«Da ist ordentlich was los auf der Bühne»

Der gefeierte Schauspieler Devid Striesow, der einem breiten Publikum als «Tatort»-Kommissar bekannt wurde, tritt im Kurtheater auf.
Devid Striesow liest im Kurtheater aus den Werken des Bieler Schriftstellers Robert Walser. (Bild: zVg | Edith Held)

Devid Striesow, Sie sind seit zehn Jahren mit den gleichen professionellen Schauspielern und Schauspielerinnen auf Tournee. Wo liegt die Magie in dieser Zusammenarbeit?
Thorsten Lensings Regiestil ist so, dass er Ursina Lardi, Sebastian Blomberg, André Jung und mir zuerst alle Freiheit lässt, mit seinen Texten Dinge auszuprobieren. Wo andere zuerst eine Aufwärmphase brauchten, haben wir gleich einen direkten Draht und Spass daran, miteinander zu proben.

Gespeicherte Datensatzeinträge:
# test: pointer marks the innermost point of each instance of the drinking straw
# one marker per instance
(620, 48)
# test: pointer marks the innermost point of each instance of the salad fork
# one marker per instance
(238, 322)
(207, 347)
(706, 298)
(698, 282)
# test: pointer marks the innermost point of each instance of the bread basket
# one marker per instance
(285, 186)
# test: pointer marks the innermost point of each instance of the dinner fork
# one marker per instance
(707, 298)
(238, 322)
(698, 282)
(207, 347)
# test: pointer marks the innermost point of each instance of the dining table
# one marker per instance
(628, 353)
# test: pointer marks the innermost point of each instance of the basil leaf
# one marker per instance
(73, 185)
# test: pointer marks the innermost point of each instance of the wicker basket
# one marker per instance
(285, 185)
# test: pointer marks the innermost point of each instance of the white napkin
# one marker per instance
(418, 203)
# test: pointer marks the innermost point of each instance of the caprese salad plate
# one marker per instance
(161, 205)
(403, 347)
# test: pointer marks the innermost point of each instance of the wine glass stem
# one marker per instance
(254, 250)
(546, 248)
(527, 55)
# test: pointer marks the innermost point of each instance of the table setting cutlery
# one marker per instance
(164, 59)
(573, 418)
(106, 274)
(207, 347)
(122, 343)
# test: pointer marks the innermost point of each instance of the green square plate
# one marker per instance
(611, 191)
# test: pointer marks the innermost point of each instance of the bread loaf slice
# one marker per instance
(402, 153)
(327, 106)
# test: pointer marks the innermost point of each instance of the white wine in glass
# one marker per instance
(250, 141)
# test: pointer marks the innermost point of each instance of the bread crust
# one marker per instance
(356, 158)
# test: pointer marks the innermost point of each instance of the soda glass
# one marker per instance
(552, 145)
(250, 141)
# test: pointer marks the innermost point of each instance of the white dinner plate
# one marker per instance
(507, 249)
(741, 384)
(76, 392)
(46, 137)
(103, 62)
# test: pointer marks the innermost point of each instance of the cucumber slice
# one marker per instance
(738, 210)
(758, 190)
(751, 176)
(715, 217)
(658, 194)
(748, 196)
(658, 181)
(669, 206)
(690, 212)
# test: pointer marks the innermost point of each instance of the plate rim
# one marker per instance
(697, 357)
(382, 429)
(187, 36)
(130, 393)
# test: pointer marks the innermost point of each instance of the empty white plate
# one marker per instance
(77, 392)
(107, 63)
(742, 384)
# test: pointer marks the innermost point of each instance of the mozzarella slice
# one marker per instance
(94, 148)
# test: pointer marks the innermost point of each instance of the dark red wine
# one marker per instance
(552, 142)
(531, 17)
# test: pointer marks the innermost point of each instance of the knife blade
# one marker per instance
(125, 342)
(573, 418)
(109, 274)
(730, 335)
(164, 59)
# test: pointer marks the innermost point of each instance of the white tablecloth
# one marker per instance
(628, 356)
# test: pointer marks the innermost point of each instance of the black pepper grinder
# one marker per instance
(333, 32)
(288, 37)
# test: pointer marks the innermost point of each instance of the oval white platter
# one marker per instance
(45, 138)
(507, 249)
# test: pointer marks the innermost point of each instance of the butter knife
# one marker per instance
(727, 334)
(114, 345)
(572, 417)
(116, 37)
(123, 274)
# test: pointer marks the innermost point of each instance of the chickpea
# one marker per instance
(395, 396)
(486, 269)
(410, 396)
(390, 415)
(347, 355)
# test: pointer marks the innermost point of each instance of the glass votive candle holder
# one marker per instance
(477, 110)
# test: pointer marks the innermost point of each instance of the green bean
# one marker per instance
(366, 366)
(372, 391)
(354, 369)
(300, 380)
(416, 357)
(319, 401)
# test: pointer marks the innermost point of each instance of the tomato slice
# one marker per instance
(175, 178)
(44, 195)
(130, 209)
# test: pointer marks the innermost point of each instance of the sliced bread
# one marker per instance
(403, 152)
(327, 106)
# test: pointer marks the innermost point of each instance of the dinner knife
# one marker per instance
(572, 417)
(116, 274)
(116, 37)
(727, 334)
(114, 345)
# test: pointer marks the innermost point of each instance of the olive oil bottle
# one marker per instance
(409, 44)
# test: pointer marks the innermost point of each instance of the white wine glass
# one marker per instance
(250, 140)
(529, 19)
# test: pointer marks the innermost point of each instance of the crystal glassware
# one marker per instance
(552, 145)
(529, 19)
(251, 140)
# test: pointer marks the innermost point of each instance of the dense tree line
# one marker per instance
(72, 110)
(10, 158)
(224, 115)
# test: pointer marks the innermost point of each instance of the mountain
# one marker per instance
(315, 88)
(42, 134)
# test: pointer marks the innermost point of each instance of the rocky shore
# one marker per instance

*Aufgaben*
[a] Nenne alle Personen, die Devid Striesow im Interview in seiner Antwort namentlich erwähnt.
[b] Zitiere aus dem Interview den Abschnitt, der bei den Worten „Devid Striesow, Sie“ beginnt und nach „miteinander zu proben.“ endet.
Das Material ist vom Interview getrennt und gehört nicht dazu.

*Erwartete Ergebnisse*
[a] Thorsten Lensing, Ursina Lardi, Sebastian Blomberg, André Jung

[b]
Devid Striesow, Sie sind seit zehn Jahren mit den gleichen professionellen Schauspielern und Schauspielerinnen auf Tournee. Wo liegt die Magie in dieser Zusammenarbeit?
Thorsten Lensings Regiestil ist so, dass er Ursina Lardi, Sebastian Blomberg, André Jung und mir zuerst alle Freiheit lässt, mit seinen Texten Dinge auszuprobieren. Wo andere zuerst eine Aufwärmphase brauchten, haben wir gleich einen direkten Draht und Spass daran, miteinander zu proben.